--- Begin EXTRACTED INFORMATION ---
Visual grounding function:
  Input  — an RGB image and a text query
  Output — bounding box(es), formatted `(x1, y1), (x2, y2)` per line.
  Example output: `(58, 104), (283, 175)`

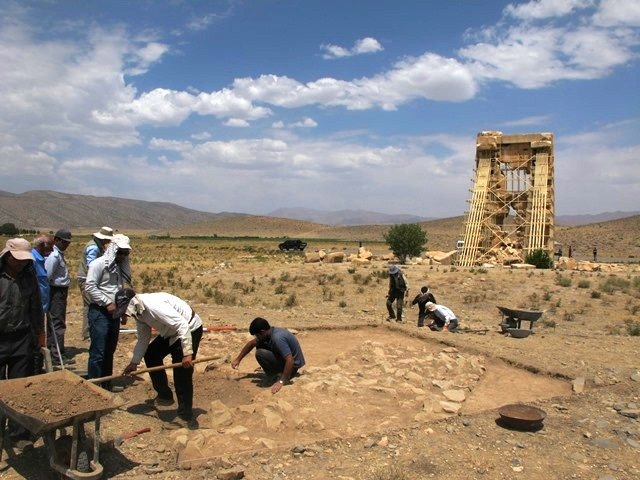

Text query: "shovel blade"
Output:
(40, 347), (53, 373)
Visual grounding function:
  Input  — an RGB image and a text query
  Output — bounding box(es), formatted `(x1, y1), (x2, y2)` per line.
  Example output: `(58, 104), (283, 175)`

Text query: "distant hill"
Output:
(556, 212), (640, 225)
(267, 208), (433, 225)
(0, 190), (241, 230)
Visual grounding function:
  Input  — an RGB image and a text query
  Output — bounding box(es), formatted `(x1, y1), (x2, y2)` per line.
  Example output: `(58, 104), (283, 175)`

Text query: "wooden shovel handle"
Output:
(88, 355), (220, 383)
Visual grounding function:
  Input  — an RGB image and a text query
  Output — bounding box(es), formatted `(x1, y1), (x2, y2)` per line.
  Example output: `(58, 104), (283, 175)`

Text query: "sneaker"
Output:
(144, 396), (173, 407)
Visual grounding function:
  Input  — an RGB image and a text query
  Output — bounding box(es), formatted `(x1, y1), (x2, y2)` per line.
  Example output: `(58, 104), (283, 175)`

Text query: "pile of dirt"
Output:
(0, 372), (114, 424)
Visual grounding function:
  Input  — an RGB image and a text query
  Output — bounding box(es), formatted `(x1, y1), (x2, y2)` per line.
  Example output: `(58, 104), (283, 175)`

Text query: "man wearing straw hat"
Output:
(77, 227), (113, 340)
(44, 228), (71, 363)
(84, 234), (131, 390)
(0, 238), (44, 449)
(113, 288), (203, 427)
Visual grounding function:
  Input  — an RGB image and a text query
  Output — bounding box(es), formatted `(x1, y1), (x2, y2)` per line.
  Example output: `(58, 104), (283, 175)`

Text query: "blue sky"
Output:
(0, 0), (640, 217)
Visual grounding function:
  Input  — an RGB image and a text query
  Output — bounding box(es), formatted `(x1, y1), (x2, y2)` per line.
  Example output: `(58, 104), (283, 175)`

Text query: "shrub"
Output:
(524, 248), (553, 269)
(624, 318), (640, 337)
(284, 293), (298, 308)
(384, 223), (427, 263)
(600, 275), (631, 294)
(578, 280), (591, 288)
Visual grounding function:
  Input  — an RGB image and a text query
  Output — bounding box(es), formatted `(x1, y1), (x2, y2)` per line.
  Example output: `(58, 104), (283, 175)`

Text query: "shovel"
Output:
(113, 427), (151, 448)
(40, 347), (53, 373)
(87, 355), (220, 383)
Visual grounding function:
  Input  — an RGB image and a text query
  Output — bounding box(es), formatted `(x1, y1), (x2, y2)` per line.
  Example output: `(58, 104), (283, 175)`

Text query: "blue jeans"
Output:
(87, 304), (120, 389)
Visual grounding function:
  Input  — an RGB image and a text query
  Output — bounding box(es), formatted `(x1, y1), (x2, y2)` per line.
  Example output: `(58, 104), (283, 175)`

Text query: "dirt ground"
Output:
(0, 241), (640, 480)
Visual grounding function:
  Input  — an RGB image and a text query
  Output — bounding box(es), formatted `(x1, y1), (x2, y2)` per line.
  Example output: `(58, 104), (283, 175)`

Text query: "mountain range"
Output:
(0, 190), (640, 230)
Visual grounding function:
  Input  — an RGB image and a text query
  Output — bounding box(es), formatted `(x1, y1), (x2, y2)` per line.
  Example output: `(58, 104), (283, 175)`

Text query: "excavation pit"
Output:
(165, 327), (570, 463)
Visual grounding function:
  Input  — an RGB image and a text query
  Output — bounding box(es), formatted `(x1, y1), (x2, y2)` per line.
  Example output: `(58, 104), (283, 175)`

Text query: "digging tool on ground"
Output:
(113, 427), (151, 448)
(88, 356), (220, 383)
(40, 347), (53, 373)
(45, 313), (64, 370)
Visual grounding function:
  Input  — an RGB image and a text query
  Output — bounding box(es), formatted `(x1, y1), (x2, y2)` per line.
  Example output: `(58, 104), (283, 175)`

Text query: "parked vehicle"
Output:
(278, 240), (307, 252)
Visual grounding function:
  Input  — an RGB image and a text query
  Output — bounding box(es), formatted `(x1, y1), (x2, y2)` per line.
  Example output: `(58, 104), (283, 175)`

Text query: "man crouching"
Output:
(231, 317), (305, 393)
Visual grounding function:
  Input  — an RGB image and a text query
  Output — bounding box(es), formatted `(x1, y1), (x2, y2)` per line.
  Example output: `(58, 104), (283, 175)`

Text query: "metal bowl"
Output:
(498, 403), (547, 430)
(507, 328), (531, 338)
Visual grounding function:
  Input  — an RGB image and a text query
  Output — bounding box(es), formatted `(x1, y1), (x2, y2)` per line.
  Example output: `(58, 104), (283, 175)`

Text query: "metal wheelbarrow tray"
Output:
(497, 306), (544, 332)
(0, 370), (125, 479)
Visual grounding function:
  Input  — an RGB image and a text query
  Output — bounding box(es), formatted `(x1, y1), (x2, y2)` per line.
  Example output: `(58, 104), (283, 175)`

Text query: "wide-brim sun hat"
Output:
(0, 238), (33, 260)
(93, 227), (113, 240)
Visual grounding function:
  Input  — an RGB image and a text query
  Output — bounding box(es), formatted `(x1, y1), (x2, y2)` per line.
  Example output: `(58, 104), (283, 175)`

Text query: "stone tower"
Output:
(457, 132), (555, 267)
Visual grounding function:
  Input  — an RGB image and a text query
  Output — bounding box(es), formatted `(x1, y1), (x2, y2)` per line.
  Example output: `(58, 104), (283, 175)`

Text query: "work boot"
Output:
(144, 395), (173, 407)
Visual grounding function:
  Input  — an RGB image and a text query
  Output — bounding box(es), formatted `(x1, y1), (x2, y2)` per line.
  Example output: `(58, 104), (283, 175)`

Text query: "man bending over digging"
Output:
(231, 317), (304, 393)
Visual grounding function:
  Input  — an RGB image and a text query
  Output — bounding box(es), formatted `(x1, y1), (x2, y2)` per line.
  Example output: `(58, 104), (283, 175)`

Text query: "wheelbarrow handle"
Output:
(88, 355), (220, 383)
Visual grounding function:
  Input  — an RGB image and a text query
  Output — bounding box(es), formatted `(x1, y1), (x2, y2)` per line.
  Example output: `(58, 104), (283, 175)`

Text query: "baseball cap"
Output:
(0, 238), (33, 260)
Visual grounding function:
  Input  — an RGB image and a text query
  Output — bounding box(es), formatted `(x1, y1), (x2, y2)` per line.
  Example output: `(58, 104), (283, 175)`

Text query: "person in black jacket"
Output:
(411, 286), (437, 327)
(387, 265), (408, 322)
(0, 238), (44, 450)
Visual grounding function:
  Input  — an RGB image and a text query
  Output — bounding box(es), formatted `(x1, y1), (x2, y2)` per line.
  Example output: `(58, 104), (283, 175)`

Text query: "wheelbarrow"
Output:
(0, 370), (126, 480)
(498, 306), (544, 333)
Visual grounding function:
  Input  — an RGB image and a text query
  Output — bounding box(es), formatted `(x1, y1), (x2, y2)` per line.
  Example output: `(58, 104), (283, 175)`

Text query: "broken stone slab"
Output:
(442, 390), (467, 403)
(571, 377), (586, 393)
(216, 467), (244, 480)
(440, 400), (462, 413)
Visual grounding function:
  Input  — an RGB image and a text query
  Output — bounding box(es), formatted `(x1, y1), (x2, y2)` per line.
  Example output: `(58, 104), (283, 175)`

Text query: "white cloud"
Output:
(191, 132), (211, 141)
(502, 115), (551, 127)
(233, 53), (476, 110)
(353, 37), (384, 55)
(320, 37), (384, 60)
(149, 137), (193, 152)
(504, 0), (595, 20)
(224, 118), (249, 128)
(593, 0), (640, 27)
(459, 20), (635, 89)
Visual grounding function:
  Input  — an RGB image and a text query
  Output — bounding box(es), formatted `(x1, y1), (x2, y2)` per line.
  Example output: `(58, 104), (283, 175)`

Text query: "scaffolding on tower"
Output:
(457, 132), (555, 267)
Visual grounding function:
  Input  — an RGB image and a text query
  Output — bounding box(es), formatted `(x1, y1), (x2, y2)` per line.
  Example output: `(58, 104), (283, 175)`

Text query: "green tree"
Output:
(0, 223), (18, 235)
(524, 249), (553, 269)
(384, 223), (427, 263)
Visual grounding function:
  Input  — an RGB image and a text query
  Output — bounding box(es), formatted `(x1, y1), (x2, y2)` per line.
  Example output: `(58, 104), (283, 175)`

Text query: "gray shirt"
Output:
(44, 245), (71, 287)
(84, 257), (124, 307)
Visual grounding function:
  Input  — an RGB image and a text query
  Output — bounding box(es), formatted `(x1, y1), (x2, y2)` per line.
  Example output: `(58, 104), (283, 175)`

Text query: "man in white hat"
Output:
(113, 288), (202, 428)
(77, 227), (113, 340)
(84, 233), (131, 389)
(0, 238), (44, 448)
(425, 302), (458, 333)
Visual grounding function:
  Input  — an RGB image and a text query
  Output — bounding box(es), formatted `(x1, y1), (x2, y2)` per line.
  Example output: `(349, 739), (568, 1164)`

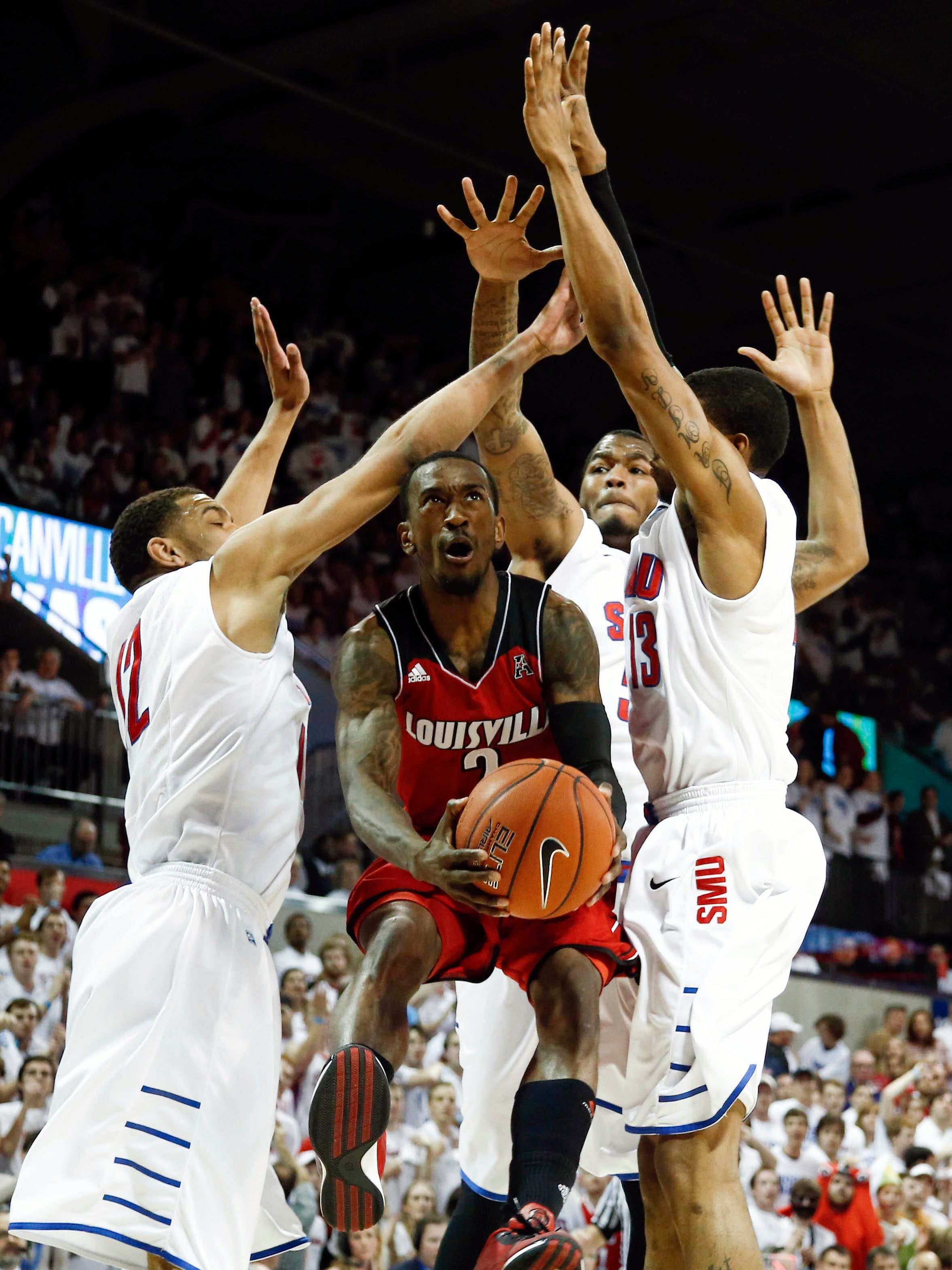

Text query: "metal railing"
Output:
(0, 692), (127, 809)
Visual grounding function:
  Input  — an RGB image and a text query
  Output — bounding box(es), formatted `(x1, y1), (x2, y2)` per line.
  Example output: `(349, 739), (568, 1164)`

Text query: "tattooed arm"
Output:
(524, 27), (767, 598)
(332, 616), (508, 916)
(738, 274), (869, 612)
(212, 280), (579, 653)
(542, 591), (627, 903)
(439, 176), (584, 578)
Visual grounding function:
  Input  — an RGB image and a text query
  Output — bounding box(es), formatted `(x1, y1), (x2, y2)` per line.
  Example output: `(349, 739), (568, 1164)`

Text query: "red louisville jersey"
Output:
(376, 573), (559, 837)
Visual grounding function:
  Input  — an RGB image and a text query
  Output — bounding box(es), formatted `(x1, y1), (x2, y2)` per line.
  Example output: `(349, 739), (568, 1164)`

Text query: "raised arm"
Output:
(212, 280), (578, 651)
(332, 616), (509, 916)
(212, 297), (310, 526)
(738, 274), (869, 612)
(524, 25), (767, 598)
(437, 176), (585, 578)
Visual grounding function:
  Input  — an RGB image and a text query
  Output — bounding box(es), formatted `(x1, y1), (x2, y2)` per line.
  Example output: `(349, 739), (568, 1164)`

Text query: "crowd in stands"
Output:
(740, 1005), (952, 1270)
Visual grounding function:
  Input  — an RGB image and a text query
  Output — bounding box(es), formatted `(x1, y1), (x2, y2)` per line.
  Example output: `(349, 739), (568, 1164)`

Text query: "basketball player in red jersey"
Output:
(311, 454), (637, 1270)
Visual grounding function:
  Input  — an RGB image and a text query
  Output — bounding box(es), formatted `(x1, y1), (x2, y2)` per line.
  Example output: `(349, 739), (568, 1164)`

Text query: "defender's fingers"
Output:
(800, 278), (814, 330)
(777, 273), (800, 330)
(738, 346), (774, 377)
(437, 203), (474, 239)
(518, 185), (546, 230)
(496, 176), (519, 221)
(463, 176), (489, 229)
(760, 291), (787, 339)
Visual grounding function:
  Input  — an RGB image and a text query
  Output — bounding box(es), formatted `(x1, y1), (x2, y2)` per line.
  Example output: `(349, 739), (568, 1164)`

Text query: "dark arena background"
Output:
(0, 0), (952, 1270)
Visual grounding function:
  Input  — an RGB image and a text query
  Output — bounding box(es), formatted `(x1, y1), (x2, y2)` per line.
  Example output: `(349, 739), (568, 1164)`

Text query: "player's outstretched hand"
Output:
(522, 21), (573, 166)
(586, 781), (626, 908)
(563, 25), (608, 176)
(437, 176), (562, 282)
(738, 273), (833, 398)
(528, 269), (585, 357)
(251, 296), (311, 411)
(413, 797), (509, 917)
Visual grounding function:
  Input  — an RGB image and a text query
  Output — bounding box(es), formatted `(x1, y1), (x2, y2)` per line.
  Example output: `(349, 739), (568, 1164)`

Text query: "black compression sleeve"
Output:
(582, 167), (674, 365)
(548, 701), (627, 824)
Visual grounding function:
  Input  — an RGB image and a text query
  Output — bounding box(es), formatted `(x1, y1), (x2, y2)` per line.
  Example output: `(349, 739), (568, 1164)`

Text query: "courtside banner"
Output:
(0, 503), (131, 662)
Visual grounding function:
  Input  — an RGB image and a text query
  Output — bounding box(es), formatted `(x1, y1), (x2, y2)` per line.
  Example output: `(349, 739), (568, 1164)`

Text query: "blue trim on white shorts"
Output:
(10, 1222), (199, 1270)
(624, 1063), (757, 1135)
(103, 1195), (171, 1225)
(658, 1085), (707, 1103)
(248, 1234), (311, 1261)
(113, 1156), (182, 1186)
(459, 1170), (509, 1204)
(142, 1085), (202, 1107)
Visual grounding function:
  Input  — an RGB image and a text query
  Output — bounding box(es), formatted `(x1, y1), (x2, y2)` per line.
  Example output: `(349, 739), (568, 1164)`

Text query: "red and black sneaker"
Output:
(476, 1204), (583, 1270)
(309, 1045), (390, 1231)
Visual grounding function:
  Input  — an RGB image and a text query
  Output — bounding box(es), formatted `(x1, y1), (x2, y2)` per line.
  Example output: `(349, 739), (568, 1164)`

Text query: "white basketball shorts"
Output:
(623, 781), (826, 1142)
(10, 864), (307, 1270)
(456, 970), (639, 1201)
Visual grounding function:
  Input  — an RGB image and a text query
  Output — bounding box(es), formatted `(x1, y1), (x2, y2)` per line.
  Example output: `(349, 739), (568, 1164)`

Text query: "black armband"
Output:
(548, 701), (628, 824)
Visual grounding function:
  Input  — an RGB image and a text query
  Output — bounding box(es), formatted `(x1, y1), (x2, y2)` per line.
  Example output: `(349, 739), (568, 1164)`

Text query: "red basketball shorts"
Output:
(347, 860), (639, 992)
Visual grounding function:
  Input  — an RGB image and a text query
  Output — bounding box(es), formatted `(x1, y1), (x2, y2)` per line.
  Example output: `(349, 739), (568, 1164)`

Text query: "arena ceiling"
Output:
(0, 0), (952, 475)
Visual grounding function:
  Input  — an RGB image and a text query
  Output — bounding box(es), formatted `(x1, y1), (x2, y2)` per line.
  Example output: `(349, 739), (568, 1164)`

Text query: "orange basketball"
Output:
(456, 758), (614, 918)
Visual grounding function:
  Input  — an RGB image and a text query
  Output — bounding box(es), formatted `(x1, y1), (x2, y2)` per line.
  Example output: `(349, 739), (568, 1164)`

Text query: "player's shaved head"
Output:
(579, 428), (658, 551)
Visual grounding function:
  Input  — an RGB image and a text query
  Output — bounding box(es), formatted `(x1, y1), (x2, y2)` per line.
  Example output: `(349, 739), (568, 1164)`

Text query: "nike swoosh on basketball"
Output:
(538, 838), (569, 911)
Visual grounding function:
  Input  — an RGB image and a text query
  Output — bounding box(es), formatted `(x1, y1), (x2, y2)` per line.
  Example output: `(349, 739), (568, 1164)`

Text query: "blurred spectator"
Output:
(764, 1010), (804, 1076)
(816, 1164), (884, 1270)
(326, 860), (363, 902)
(903, 785), (952, 874)
(37, 815), (103, 869)
(0, 1056), (55, 1173)
(866, 1006), (906, 1059)
(393, 1217), (448, 1270)
(821, 766), (855, 860)
(748, 1168), (793, 1252)
(381, 1182), (439, 1266)
(402, 1082), (462, 1212)
(274, 913), (324, 988)
(800, 1015), (850, 1086)
(906, 1010), (950, 1067)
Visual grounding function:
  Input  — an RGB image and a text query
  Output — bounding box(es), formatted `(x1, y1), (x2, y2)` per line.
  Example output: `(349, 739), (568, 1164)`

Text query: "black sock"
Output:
(436, 1182), (509, 1270)
(622, 1181), (647, 1270)
(509, 1081), (595, 1215)
(367, 1045), (393, 1085)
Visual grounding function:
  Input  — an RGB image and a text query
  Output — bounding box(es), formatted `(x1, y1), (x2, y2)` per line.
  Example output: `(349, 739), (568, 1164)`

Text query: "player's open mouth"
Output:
(443, 539), (472, 564)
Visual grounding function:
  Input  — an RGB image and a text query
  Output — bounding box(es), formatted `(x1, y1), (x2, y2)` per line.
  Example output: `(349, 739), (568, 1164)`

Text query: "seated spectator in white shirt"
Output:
(913, 1090), (952, 1164)
(0, 997), (42, 1103)
(281, 965), (309, 1044)
(0, 1054), (53, 1173)
(402, 1082), (462, 1213)
(800, 1015), (850, 1086)
(816, 1113), (846, 1164)
(748, 1168), (793, 1252)
(274, 913), (324, 988)
(393, 1027), (442, 1129)
(748, 1072), (785, 1149)
(773, 1107), (826, 1204)
(29, 864), (79, 956)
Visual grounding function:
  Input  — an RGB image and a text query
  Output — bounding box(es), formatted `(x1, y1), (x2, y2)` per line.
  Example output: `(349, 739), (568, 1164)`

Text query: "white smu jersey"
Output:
(109, 560), (310, 918)
(548, 515), (646, 842)
(624, 476), (797, 801)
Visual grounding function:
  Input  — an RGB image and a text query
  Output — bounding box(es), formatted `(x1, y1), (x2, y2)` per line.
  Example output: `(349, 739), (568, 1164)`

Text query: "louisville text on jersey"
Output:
(404, 706), (548, 749)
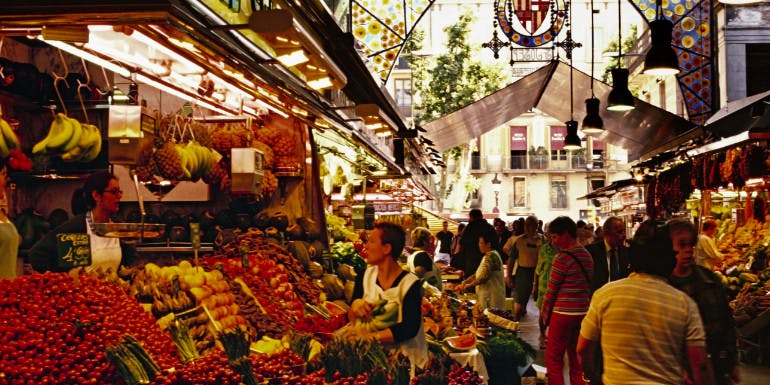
--- End EXTRACTED INFORMATION ---
GOAL: Please filter the records above and copy every line that holds the word "basketball", treating case as significant.

EXERCISE ANSWER:
Text query: "basketball player in red jersey"
Text query: "white basketball shorts"
Text query: "red basketball shorts"
Text query: "orange basketball"
Text query: "nike swoosh on basketball"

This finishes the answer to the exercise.